(DATA FOR THIS EXERCISE Opens)
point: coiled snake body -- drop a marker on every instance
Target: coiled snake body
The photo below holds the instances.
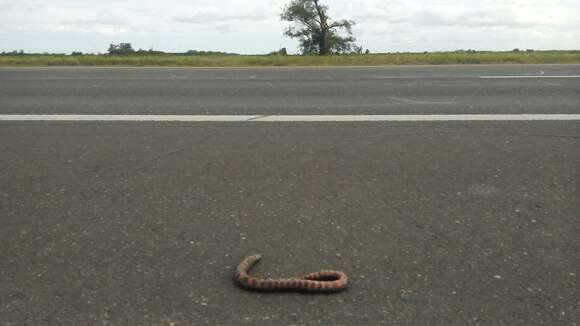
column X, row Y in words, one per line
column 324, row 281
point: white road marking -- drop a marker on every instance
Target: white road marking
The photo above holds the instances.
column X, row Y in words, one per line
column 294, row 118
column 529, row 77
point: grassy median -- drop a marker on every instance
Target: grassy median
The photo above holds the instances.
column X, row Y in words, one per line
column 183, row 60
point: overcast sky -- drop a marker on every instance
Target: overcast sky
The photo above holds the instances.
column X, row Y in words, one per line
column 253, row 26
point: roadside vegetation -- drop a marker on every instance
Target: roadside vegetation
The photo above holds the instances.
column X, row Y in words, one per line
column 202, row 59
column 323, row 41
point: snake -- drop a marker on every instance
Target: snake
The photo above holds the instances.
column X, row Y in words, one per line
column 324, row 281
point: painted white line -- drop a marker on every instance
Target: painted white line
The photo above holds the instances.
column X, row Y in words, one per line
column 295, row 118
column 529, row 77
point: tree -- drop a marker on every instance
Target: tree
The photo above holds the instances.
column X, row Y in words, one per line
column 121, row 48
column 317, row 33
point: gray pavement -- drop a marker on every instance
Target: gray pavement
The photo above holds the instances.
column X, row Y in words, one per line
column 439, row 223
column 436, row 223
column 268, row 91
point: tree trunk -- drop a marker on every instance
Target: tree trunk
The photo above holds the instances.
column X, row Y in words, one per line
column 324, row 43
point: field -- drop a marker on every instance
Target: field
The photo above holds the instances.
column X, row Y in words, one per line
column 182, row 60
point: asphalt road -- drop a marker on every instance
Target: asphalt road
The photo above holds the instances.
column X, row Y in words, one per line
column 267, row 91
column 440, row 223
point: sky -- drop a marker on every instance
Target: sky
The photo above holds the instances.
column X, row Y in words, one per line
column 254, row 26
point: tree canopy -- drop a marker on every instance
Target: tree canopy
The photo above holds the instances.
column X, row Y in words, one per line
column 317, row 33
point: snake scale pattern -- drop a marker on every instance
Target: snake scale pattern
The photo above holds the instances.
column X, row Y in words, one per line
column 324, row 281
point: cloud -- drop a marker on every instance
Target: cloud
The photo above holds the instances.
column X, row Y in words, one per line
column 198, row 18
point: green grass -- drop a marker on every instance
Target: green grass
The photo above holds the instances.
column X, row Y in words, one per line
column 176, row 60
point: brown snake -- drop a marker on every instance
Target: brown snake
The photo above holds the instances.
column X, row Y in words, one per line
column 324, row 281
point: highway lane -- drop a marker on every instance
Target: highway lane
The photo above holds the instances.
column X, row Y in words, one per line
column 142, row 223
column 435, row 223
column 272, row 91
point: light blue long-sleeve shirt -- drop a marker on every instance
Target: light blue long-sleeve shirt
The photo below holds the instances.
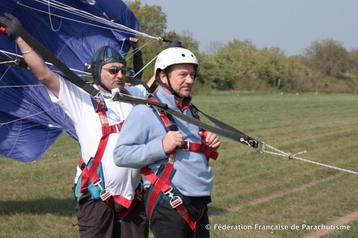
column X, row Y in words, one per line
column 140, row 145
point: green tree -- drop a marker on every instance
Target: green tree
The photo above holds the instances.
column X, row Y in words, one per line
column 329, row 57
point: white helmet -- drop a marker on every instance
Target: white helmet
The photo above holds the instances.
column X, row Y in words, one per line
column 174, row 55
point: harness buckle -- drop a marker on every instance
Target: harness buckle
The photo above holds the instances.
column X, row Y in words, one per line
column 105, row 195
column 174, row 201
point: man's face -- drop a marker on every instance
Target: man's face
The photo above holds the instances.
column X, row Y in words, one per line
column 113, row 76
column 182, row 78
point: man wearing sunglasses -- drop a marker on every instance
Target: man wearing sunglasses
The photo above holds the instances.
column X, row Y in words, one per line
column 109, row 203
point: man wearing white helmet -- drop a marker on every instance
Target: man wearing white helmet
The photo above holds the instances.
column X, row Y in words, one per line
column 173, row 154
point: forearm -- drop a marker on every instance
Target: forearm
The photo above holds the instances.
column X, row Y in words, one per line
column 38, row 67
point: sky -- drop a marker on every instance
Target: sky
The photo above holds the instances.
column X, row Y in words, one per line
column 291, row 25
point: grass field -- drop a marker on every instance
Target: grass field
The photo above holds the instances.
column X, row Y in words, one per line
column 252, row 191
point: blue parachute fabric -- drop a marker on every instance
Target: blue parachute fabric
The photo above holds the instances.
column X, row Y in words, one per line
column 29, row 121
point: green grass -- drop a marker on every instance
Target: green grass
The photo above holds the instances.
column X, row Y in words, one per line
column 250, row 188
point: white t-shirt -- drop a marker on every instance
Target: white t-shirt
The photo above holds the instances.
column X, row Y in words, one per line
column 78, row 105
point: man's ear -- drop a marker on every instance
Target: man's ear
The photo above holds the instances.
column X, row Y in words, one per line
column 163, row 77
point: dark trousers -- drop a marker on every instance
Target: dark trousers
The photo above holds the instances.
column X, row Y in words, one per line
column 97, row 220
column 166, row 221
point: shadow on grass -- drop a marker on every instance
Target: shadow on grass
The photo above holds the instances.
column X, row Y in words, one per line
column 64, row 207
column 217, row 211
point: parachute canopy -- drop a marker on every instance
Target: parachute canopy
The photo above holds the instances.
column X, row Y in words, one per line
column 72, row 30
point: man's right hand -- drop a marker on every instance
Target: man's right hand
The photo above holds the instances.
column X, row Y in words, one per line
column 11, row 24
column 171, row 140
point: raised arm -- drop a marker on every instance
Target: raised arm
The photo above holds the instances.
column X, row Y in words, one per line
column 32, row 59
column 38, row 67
(DATA FOR THIS EXERCISE Closes)
(TASK OBJECTIVE) Excluding the images, return each record above precisely as written.

(ANSWER AREA)
point: coiled snake body -- drop a marker on every instance
Target: coiled snake body
The photo below holds the instances.
column X, row Y in words, one per line
column 324, row 281
point: white road marking -- drop a marker on every instance
Target: white road marking
The photo above holds the instances.
column X, row Y in words, one per line
column 294, row 118
column 529, row 77
point: grassy median -- drop a marker on every instance
Target: grassy median
The photo above holds the instances.
column X, row Y in words, one per line
column 183, row 60
point: overcast sky -- drop a marker on every instance
Target: overcast sky
The photo above holds the instances.
column X, row Y in words, one per line
column 253, row 26
point: roadside vegetation -- drop a marker on every instance
Target: roadside vegetation
The photo above holds the instances.
column X, row Y in words, one per line
column 202, row 59
column 323, row 41
point: snake -- drop a marker on every instance
Target: snake
The photo above holds the instances.
column X, row Y in words, one per line
column 324, row 281
point: painted white line -- drop a marker on every instance
Target: painted white line
The photo above holds the instances.
column X, row Y in words, one per line
column 295, row 118
column 529, row 77
point: tree -- drop a marker on every instance
Target: tree
The photo above holds the instances.
column X, row Y in words, one per line
column 121, row 48
column 317, row 33
point: gray pavement -- drop a marker on every instance
Target: gray pavement
The photo above holds the instances.
column X, row Y in words, one per line
column 439, row 223
column 436, row 223
column 268, row 91
point: tree trunk -- drop a marker on every instance
Target: tree trunk
The photo above holds the instances.
column X, row Y in words, one per line
column 324, row 43
point: field -- drop a marker on every instance
Target: field
The photo above holds the instances.
column X, row Y in words, one per line
column 182, row 60
point: asphalt road -- drop a marker on every instance
Target: asphalt road
The photo above holds the instances.
column X, row Y in words, one per line
column 267, row 91
column 440, row 223
point: sky -- drop a marker on every instance
Target: sky
The photo above holds the instances.
column X, row Y in words, one per line
column 254, row 26
point: tree canopy -- drop a marker on every instance
Target: tree canopy
The photo above holds the instances.
column X, row Y in words, one per line
column 317, row 33
point: snake scale pattern -- drop a marker on every instance
Target: snake scale pattern
The photo above holds the instances.
column X, row Y in words, one per line
column 324, row 281
point: cloud -- drop a marker on every instance
Target: cloud
The photo above holds the instances.
column X, row Y in words, one per line
column 198, row 18
point: green grass -- drop a marker on every instance
Target: green grass
The photo above holds the instances.
column X, row Y in words, one per line
column 176, row 60
point: brown snake -- drop a marker on every instance
Target: brown snake
The photo above holds the instances.
column X, row Y in words, one per line
column 324, row 281
point: highway lane -- drop a marker on every instance
Target: highway lane
The photo above holds the instances.
column X, row Y in words, one per line
column 142, row 223
column 435, row 223
column 272, row 91
point: light blue long-sleeve shirt -- drop a marker on every instance
Target: light blue long-sleeve shirt
The photo below holds the instances.
column X, row Y in words, one per line
column 140, row 145
point: green tree -- drop a marker on every instance
Target: green tree
The photo above holds the instances.
column X, row Y in words, one per line
column 329, row 57
point: white helmet -- drop a marker on every instance
Target: white helmet
The photo above holds the instances.
column X, row Y in words, one per line
column 174, row 55
point: harness buckle -- drop a marker on every instance
Target: harness buckle
The photo above holds the instances.
column X, row Y in words, one per line
column 105, row 195
column 174, row 201
point: man's face -- drop a marker on every instance
Target: man's face
The photo above holds the instances.
column X, row Y in words, one per line
column 113, row 76
column 182, row 78
point: man wearing sunglasses -- drop a marker on every instance
Target: man wearing sunglasses
The photo above holds the instances.
column X, row Y in words, one per line
column 109, row 203
point: man wearing white helmet -- drop a marker on every instance
Target: man wearing white helmet
The photo above holds the instances.
column X, row Y in words, one per line
column 173, row 154
point: forearm -- drop a marker on every instance
Target: forearm
The photo above holds the instances.
column X, row Y in words, one per line
column 38, row 67
point: sky -- drop a marker on every instance
Target: sky
The photo above holds the instances.
column X, row Y in words, one per line
column 291, row 25
point: grass field -- drop a marker on every instance
Target: grass field
The photo above holds the instances.
column X, row Y in words, one per line
column 252, row 191
point: blue parachute fabric -- drop a marker on every instance
Target: blue parachute fabric
The photo above holds the instances.
column X, row Y in words, one per line
column 29, row 121
point: green grass -- drop a marker on every instance
Target: green grass
The photo above holds the instances.
column X, row Y in words, one per line
column 250, row 188
point: white t-shirt -- drop a marker on every instance
Target: white t-shirt
The photo above holds the instances.
column X, row Y in words, one per line
column 78, row 105
point: man's ear -- drop a marker on every instance
Target: man's ear
The photo above holds the instances.
column X, row Y in words, one per line
column 163, row 77
point: dark trousers -- drop a marker on every instance
Target: dark trousers
The photo above holds the instances.
column X, row Y in words, one per line
column 97, row 220
column 166, row 221
point: shadow on grass -- drop a marker on every instance
Target: shadow on grass
The photo above holds the instances.
column X, row Y in words, one per line
column 64, row 207
column 217, row 211
point: parachute canopy -- drop a marker on every instance
Target: parachute canopy
The photo above holds the instances.
column X, row Y in words, one per line
column 72, row 30
point: man's right hand -- drop a marker on every instance
Target: man's right hand
The photo above holds the instances.
column X, row Y in words, one per line
column 11, row 24
column 171, row 140
point: raised arm -- drop a marker on every instance
Target: raised arm
The photo above holds the instances.
column X, row Y in words, one per line
column 32, row 59
column 38, row 67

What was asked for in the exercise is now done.